Copy every line of the listing below word for word, but leave the pictures out of your copy.

## Begin TASK INPUTS

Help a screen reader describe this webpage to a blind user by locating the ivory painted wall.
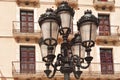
[0,0,120,77]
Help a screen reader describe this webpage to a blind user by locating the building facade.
[0,0,120,80]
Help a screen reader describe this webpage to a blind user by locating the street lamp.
[38,1,98,80]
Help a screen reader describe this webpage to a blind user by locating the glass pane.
[28,16,33,21]
[28,22,33,27]
[80,22,97,41]
[42,22,59,39]
[60,12,72,28]
[21,11,27,15]
[21,22,27,26]
[21,16,27,21]
[28,12,33,15]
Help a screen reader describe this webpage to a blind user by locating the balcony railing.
[55,0,78,9]
[12,61,45,78]
[16,0,40,7]
[93,0,115,11]
[96,25,120,45]
[12,21,41,42]
[12,61,120,79]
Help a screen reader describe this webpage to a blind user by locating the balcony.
[96,25,120,46]
[16,0,40,7]
[12,61,120,80]
[81,63,120,80]
[12,61,45,80]
[12,21,41,43]
[55,0,78,9]
[93,0,115,11]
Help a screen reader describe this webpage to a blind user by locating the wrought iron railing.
[12,61,120,77]
[13,21,41,34]
[93,0,115,3]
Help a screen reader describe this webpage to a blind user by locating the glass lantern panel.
[40,45,47,57]
[80,22,97,41]
[40,44,55,57]
[41,21,59,39]
[72,45,81,56]
[60,12,73,32]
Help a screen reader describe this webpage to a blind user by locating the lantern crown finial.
[56,1,75,16]
[77,10,99,30]
[38,8,61,26]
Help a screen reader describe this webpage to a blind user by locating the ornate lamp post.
[38,2,98,80]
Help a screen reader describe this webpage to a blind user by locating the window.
[98,14,110,36]
[20,46,35,73]
[20,10,34,32]
[100,48,114,74]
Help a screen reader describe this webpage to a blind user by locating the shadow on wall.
[0,70,7,80]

## End TASK INPUTS

» SOLVED PROBLEM:
Help a screen reader describe this webpage to a blind user by locating the ivory painted wall.
[0,0,120,77]
Help a screen reader describe this webpage to a blind user by locating the building facade.
[0,0,120,80]
Help a screen reader describe this webpage to a blind user by locating the street lamp.
[38,1,98,80]
Help a screen reader describe this webpage to a blind user by locating the glass pane.
[28,16,33,21]
[28,22,33,27]
[80,22,97,41]
[42,22,59,39]
[60,12,72,28]
[21,11,27,15]
[21,22,27,26]
[21,16,27,21]
[28,12,33,15]
Help a screen reader describe this webpage to a blind user by locating the balcony railing.
[55,0,78,9]
[12,61,45,78]
[16,0,40,7]
[93,0,115,11]
[96,25,120,45]
[12,21,41,42]
[12,61,120,79]
Help a screen reader describe this webpage to a blind user by locating the balcony.
[96,25,120,46]
[16,0,40,7]
[12,61,120,80]
[81,63,120,80]
[12,61,45,80]
[12,21,41,43]
[55,0,78,9]
[93,0,115,11]
Help a screen reader describe this webpage to a blind user by locating the wrought iron railing.
[12,61,120,77]
[13,21,41,34]
[93,0,115,3]
Help a screen reader describe this webpage to a blind user by locating the glass lantern panel.
[40,45,47,57]
[80,22,97,41]
[40,44,55,57]
[41,21,59,39]
[72,45,81,56]
[60,12,73,32]
Help a screen reader describe this webpage to a blind user by locating the lantern crown finial.
[56,1,75,16]
[77,10,99,30]
[38,8,61,26]
Help a screen reader describe this webpage to a blind user by locating the ornate lamp post.
[38,2,98,80]
Help a screen reader describe this webpage to a blind user by locating the window.
[98,14,110,36]
[20,46,35,73]
[20,10,34,32]
[100,48,114,74]
Help a screen reader describe this webpage to a blind user by locating the shadow on wall.
[0,70,7,80]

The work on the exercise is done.